WHAT THE TASK REQUIRES: The lines below that include the word "black" are to be reported.
::: MATERIAL FOR THIS TASK :::
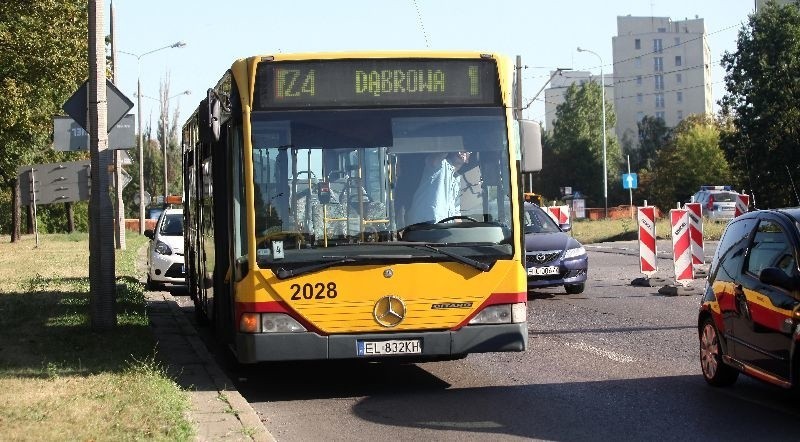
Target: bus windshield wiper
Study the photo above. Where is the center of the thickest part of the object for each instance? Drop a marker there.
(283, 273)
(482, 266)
:::
::: MATERIAL FOR THIS TASK :::
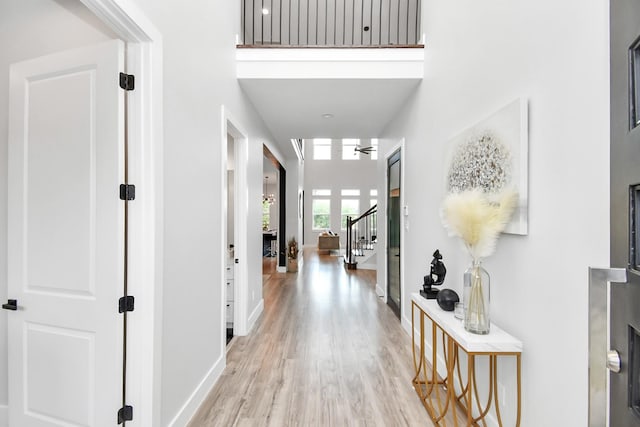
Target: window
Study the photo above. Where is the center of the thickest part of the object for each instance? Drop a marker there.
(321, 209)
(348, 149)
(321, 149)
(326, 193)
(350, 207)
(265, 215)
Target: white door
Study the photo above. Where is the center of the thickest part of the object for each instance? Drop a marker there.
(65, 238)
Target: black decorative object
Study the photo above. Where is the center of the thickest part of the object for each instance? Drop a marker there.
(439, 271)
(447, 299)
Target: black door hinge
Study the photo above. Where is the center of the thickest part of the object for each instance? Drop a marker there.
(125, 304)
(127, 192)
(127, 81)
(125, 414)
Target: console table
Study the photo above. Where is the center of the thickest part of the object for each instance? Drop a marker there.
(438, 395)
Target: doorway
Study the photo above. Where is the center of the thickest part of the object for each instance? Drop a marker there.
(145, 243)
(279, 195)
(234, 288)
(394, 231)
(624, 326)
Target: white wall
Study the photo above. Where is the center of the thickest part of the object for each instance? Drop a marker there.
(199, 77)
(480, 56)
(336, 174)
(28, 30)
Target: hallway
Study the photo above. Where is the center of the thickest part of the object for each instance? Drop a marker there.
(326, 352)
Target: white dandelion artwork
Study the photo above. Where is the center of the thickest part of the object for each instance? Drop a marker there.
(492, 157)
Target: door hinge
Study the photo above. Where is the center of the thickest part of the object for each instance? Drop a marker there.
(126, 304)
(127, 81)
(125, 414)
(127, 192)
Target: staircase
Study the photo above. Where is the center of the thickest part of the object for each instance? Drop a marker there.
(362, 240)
:::
REPLY:
Target: black decorative object
Target: black door hinge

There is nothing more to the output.